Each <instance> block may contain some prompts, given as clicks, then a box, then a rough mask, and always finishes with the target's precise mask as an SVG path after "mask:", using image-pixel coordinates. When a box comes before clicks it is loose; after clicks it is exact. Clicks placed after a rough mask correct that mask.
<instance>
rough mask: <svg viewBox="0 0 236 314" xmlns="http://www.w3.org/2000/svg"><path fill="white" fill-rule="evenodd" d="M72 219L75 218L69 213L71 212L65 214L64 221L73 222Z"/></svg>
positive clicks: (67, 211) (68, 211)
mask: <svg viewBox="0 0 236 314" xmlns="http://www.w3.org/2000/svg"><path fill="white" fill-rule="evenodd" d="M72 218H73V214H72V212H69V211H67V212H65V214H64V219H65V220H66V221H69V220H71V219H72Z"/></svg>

-- -- --

#### Goal of the exercise
After reading the material above, repeat all of it exactly.

#### Result for this exercise
Each <instance> block may contain some prompts, given as clicks, then a box, then a rough mask, and always finishes with the target's precise mask as an SVG path after "mask:", using image-pixel coordinates. When a box comes before clicks it is loose; after clicks it is exact. Clicks placed after a rough mask correct that mask.
<instance>
rough mask: <svg viewBox="0 0 236 314" xmlns="http://www.w3.org/2000/svg"><path fill="white" fill-rule="evenodd" d="M72 219L75 218L69 213L71 212L65 214L64 221L73 222Z"/></svg>
positive clicks: (67, 211) (68, 211)
mask: <svg viewBox="0 0 236 314" xmlns="http://www.w3.org/2000/svg"><path fill="white" fill-rule="evenodd" d="M72 218H73V214H72V212H69V211H67V212H65V214H64V219H65V220H66V221H69V220H71V219H72Z"/></svg>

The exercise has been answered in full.